Rewrite every entry below with "pixel coordinates" changed to "image coordinates" and nothing else altered. Leave the pictures out.

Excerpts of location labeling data
————
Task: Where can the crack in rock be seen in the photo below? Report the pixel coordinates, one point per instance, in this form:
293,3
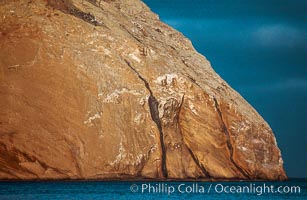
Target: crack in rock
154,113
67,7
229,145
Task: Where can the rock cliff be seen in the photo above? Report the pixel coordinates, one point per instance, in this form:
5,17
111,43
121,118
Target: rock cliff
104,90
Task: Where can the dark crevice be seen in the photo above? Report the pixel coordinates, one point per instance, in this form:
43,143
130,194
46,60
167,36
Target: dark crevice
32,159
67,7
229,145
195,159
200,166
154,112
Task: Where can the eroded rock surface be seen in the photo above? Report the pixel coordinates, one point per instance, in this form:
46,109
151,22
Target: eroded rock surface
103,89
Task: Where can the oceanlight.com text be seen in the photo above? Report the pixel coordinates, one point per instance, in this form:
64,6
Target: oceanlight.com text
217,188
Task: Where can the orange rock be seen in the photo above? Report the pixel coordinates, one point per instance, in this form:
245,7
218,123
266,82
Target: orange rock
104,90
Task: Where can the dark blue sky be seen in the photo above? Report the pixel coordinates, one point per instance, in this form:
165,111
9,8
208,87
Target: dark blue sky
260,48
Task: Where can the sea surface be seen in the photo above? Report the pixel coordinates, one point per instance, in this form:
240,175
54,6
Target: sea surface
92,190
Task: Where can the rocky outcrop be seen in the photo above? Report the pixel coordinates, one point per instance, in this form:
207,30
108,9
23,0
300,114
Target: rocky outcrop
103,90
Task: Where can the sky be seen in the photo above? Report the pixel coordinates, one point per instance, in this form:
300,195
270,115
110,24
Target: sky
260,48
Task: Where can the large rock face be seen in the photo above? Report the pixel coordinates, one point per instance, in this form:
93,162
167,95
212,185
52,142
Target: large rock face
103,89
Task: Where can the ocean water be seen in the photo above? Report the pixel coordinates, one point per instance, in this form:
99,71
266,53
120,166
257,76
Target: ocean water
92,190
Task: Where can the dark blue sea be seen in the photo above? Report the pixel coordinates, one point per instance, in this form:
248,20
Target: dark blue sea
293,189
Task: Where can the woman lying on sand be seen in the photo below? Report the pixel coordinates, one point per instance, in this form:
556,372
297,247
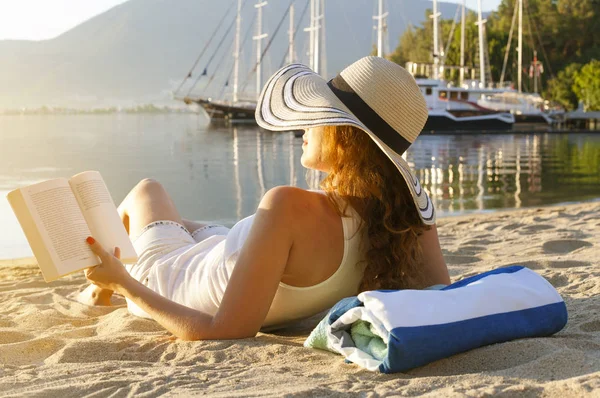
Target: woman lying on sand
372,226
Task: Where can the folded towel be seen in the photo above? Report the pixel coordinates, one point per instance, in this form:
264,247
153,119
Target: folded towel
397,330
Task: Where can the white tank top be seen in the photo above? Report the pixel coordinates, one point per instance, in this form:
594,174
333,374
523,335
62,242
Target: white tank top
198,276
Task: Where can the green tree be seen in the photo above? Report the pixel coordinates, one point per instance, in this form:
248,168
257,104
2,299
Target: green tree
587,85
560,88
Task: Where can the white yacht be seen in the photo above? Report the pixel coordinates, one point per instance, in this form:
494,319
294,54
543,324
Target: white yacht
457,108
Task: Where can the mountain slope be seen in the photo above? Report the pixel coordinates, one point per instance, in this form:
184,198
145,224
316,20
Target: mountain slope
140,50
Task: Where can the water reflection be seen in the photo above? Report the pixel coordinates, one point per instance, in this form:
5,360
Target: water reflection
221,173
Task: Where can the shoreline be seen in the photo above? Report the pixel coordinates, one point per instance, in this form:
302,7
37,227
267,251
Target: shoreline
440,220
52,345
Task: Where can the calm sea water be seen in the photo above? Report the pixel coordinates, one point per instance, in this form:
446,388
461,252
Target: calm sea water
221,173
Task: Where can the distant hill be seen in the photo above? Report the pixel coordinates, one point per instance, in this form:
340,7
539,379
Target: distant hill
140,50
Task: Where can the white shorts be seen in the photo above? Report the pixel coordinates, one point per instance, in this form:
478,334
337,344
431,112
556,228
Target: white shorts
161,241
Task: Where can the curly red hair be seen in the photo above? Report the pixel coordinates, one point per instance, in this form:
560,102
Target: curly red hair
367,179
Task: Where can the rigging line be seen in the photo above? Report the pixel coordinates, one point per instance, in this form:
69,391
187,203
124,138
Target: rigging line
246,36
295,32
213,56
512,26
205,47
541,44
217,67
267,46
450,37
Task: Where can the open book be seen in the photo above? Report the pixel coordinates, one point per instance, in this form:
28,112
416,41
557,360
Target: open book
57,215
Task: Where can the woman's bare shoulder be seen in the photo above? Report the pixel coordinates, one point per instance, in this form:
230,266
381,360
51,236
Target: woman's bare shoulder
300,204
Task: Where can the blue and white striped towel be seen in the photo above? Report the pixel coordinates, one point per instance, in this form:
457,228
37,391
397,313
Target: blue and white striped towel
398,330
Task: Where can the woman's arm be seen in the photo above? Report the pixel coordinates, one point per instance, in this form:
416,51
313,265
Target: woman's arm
————
◆ **SOLUTION TO THE EXERCISE**:
Task: Where can the crack in rock be seen in the photo below? Report the image coordinates, one point per instance, in this form:
293,3
Target: crack in rock
154,113
67,7
229,145
Task: Where can the rock cliff be seen in the photo above? Report the image coordinates, one point per instance, in this form:
5,17
111,43
121,118
Target: rock cliff
104,90
Task: Where can the dark crevice be seen in the photo above? Report the image coordinates, one point per instance, in this form:
43,143
130,194
46,60
167,36
Target: dark crevice
32,159
67,7
229,145
195,159
200,166
154,112
Task: Where can the eroded rock surface be seen in the photo above? Report the image coordinates, one point per instance, in this form:
46,109
151,22
Target: eroded rock surface
103,89
Task: Where can the oceanlight.com text be seen in the photo above? Report the image coordinates, one point per instance, in this form:
64,6
Target: oceanlight.com text
217,188
Task: Where can the orange rock be seen in the photo above? Report the image coordinates, one point per instance, in this form:
245,7
218,123
266,82
Target: orange rock
104,90
Task: Where can the dark blue sky be seen in the photo above? Report the image coordinates, one point per instance, in this form:
165,111
9,8
208,87
Target: dark blue sky
260,48
Task: Where can the sea surface be seen in the photo above? Report the image coordinates, one point per instance, in this form:
240,175
54,6
Target: sea surface
92,190
Task: Where can the rocky outcrop be seen in the photo above? Report the image coordinates, one point per instance, in this form:
207,30
108,9
23,0
300,114
Target: rocky outcrop
103,90
Task: Where can the sky be seen in the photo above? Report the image coordinates, one point per instance, in this form:
300,195
270,115
110,24
Target: sky
260,48
Task: Where can the large rock face be seen in the photo above? Report the image coordinates, one point per instance, in this form:
93,162
167,95
212,185
52,142
Target: large rock face
103,89
Task: Where can the ocean water be seen in the photo above? Report the image coordinates, one point per instance, in this form:
99,71
266,53
120,166
257,76
Target: ocean water
92,190
Task: Where can the dark blue sea be seen in the photo above? Report the image coordinates, one point per instance, in this form:
248,20
Target: dark blue sea
293,189
Task: Where can the woman lying on sand be seen in the photo below? Report the image coordinates, one point per instance, in this form:
556,372
297,247
Target: woman lying on sand
372,226
Task: Where can the folded towel be seen in the photo above? Report the image coordinates, one point per instance, in this form:
264,247
153,119
Target: folded towel
397,330
Task: Where can the white tank top be seen in the photo above? Report the image coordinates, one point per instance, in this form:
594,174
333,374
523,335
62,242
Target: white tank top
198,276
Task: Where can the green tree be seen in the photo above? Report the image coordinates, one point per instance, in this form:
248,168
257,104
2,299
Target: green tree
587,85
560,88
Task: Where can the white yacht be seen in the photo above? Report the image coordinates, one point per instance, in this form:
494,319
294,54
543,324
Target: white yacht
457,108
Task: Where can the mountain slope be seen in the photo above? Report the image coordinates, one point per instance, in this form:
184,198
145,224
316,20
Target: mountain slope
140,50
Task: Where can the water reflection be seen in the photo above? Report the image coordinates, one point per instance, in this form:
5,360
Target: water reflection
221,173
Task: Where can the shoreline be seen in the photo above? Report the image coordinates, one point per instance, in this form:
302,7
37,227
267,251
Target: shoreline
440,220
52,345
Task: Where can the calm sea water be seen in the photo above? Report the image coordinates, one point per instance, in this form:
446,388
461,252
Target: calm sea water
221,173
Task: Where can the distant hill be seen in the photo above? Report the image coordinates, one point per instance, in this form:
340,7
539,379
Target: distant hill
140,50
Task: Where can the white shorts be seen in the photo above? Report the image coordinates, one point per instance, in this form:
478,334
337,344
431,112
556,228
Target: white shorts
161,241
Task: Where can the curly red hair be seen in the photo above? Report the image coordinates, one point per instance, in this form:
560,102
Target: curly red hair
367,179
Task: Where can the rigging line be seen in the photo above? Report the image coordinates, one point per instance, in this form:
69,391
187,203
124,138
Target: rigging line
246,36
295,32
213,56
512,26
205,47
541,44
217,67
267,46
450,37
Task: Where can the open book be seen in the photo above? Report the image coordinates, one point per instance, in this form:
28,112
416,41
557,360
Target: open book
57,215
Task: Where can the woman's bare shoulder be seen in the photo above? Report the image coordinates, one point per instance, in this form:
230,266
381,360
51,236
Target: woman's bare shoulder
300,204
Task: Where can the blue and white striped towel be seen in the photo above? Report the image coordinates, one point per instance, in this form:
457,228
37,391
397,313
Target: blue and white striped towel
398,330
Task: Where can the woman's arm be seen in the photo above? Report the image coordinates, one point per instance, in this form:
416,51
313,265
Target: woman's arm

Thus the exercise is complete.